**Brief**: Copy out the data exactly, leaving the pictures behind.

**Data for this exercise**:
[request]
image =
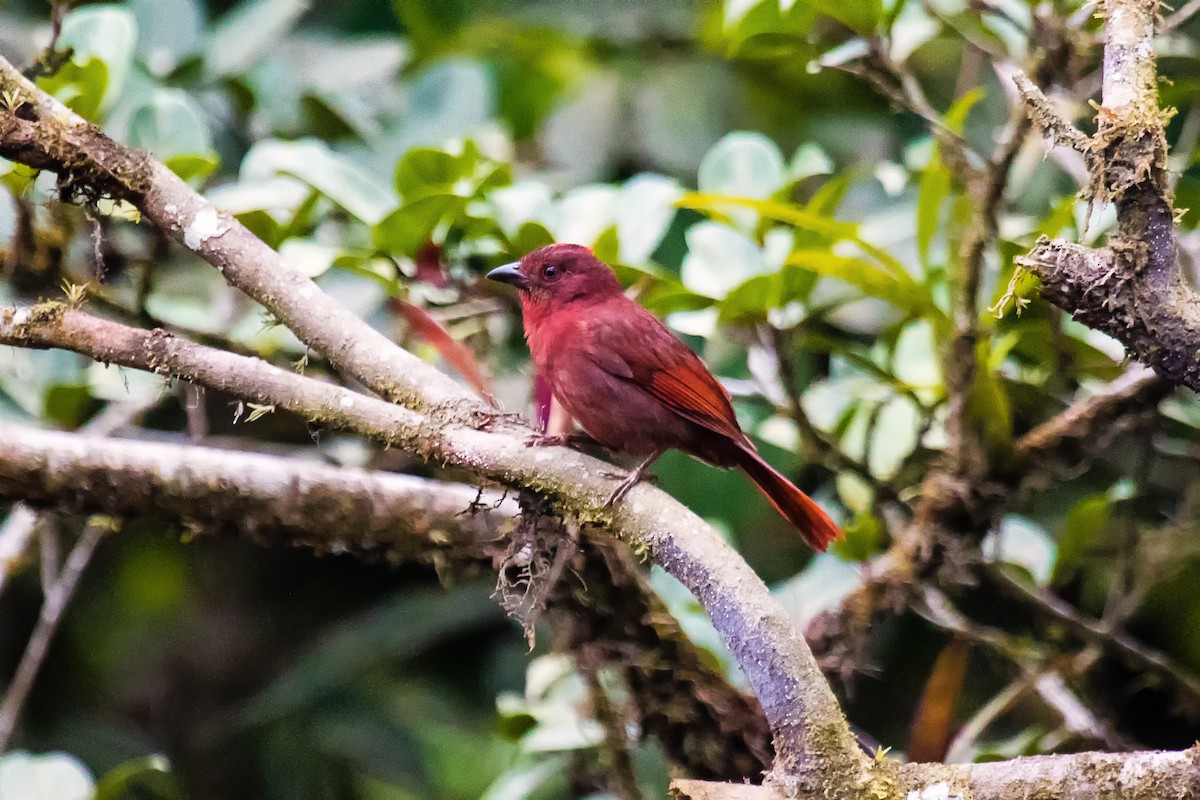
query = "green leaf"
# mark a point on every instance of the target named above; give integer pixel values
(81, 86)
(797, 217)
(341, 180)
(1024, 543)
(172, 126)
(168, 31)
(1085, 525)
(861, 16)
(898, 289)
(108, 34)
(935, 185)
(247, 32)
(424, 170)
(149, 777)
(393, 630)
(409, 227)
(957, 116)
(863, 537)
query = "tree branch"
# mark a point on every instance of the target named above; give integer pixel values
(1078, 776)
(810, 733)
(705, 725)
(1132, 288)
(265, 498)
(58, 597)
(809, 728)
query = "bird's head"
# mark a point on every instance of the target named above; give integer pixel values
(557, 275)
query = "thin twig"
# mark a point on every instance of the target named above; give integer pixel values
(58, 597)
(1091, 630)
(1187, 12)
(619, 763)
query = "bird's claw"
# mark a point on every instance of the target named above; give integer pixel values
(631, 479)
(561, 440)
(543, 440)
(491, 421)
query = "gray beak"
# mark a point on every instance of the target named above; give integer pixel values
(510, 274)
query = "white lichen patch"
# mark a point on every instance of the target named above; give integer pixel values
(205, 224)
(1137, 768)
(940, 791)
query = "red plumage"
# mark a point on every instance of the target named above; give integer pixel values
(630, 384)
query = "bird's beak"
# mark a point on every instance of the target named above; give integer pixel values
(510, 274)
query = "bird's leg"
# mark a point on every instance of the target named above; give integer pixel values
(635, 476)
(568, 439)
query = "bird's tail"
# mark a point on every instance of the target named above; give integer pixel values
(815, 525)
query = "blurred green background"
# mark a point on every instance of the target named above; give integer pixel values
(354, 134)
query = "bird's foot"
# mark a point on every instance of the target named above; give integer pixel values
(634, 477)
(567, 439)
(631, 479)
(491, 421)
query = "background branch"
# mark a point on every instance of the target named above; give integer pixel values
(809, 729)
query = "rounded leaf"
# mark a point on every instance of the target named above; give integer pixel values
(53, 776)
(107, 32)
(719, 258)
(743, 164)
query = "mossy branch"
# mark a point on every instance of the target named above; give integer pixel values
(1132, 288)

**Full response**:
[request]
image =
query = "green leaf"
# mark a point on every instance of the target named above; give integer pixel values
(81, 86)
(797, 217)
(341, 180)
(1024, 543)
(172, 126)
(168, 31)
(1085, 525)
(861, 16)
(898, 289)
(108, 34)
(935, 185)
(247, 32)
(424, 170)
(149, 777)
(393, 630)
(409, 227)
(957, 116)
(863, 537)
query = "tree branch"
# mark a point on every instance of the target named above; give integer pixel values
(1078, 776)
(810, 733)
(705, 725)
(1132, 288)
(265, 498)
(58, 597)
(809, 728)
query = "bird's head"
# mark a point on every instance of the target named above; give integer pixel values
(557, 275)
query = "thin twig"
# mark a point on every instance of the target named above; give integer pixel values
(58, 597)
(1091, 630)
(1187, 12)
(619, 763)
query = "bird's claw"
# mark a point on every instance of the target named above; give integer pixel values
(631, 479)
(561, 440)
(543, 440)
(491, 421)
query = "gray beak"
# mark a point on every instance of the target named above; give integer pixel values
(510, 274)
query = "white lichen patch"
# mark a point on every instance of the target named above; give integer pixel values
(205, 224)
(1137, 768)
(940, 791)
query = "red plumage"
# mark a point on every instance of the target named above; give integer pixel values
(630, 384)
query = "bird's beak"
# mark a point on every instance of the target named above; give integer pixel values
(510, 274)
query = "bird's leg"
# mark a point on every instance of the target named above; give integer pixel values
(635, 476)
(568, 439)
query = "bird's tail"
# mark a point on every instance of the target named above; give integer pixel values
(815, 525)
query = "blurred green background"
# mark a point on every instance of the target named above; give integer pixel values
(354, 134)
query = "bird's foot"
# mark a point on every instance of the target named above; give integer pixel values
(634, 477)
(567, 439)
(631, 479)
(491, 421)
query = "background branch"
# mark a point on every instance of the target named above; give integer pixel values
(809, 729)
query = "rounded leaf"
# mark a point on every instance of the target named above; give integer pixel values
(53, 776)
(107, 32)
(719, 258)
(743, 164)
query = "mossy branch"
# mark a point on every instance of the target named above; give integer pixel values
(1132, 288)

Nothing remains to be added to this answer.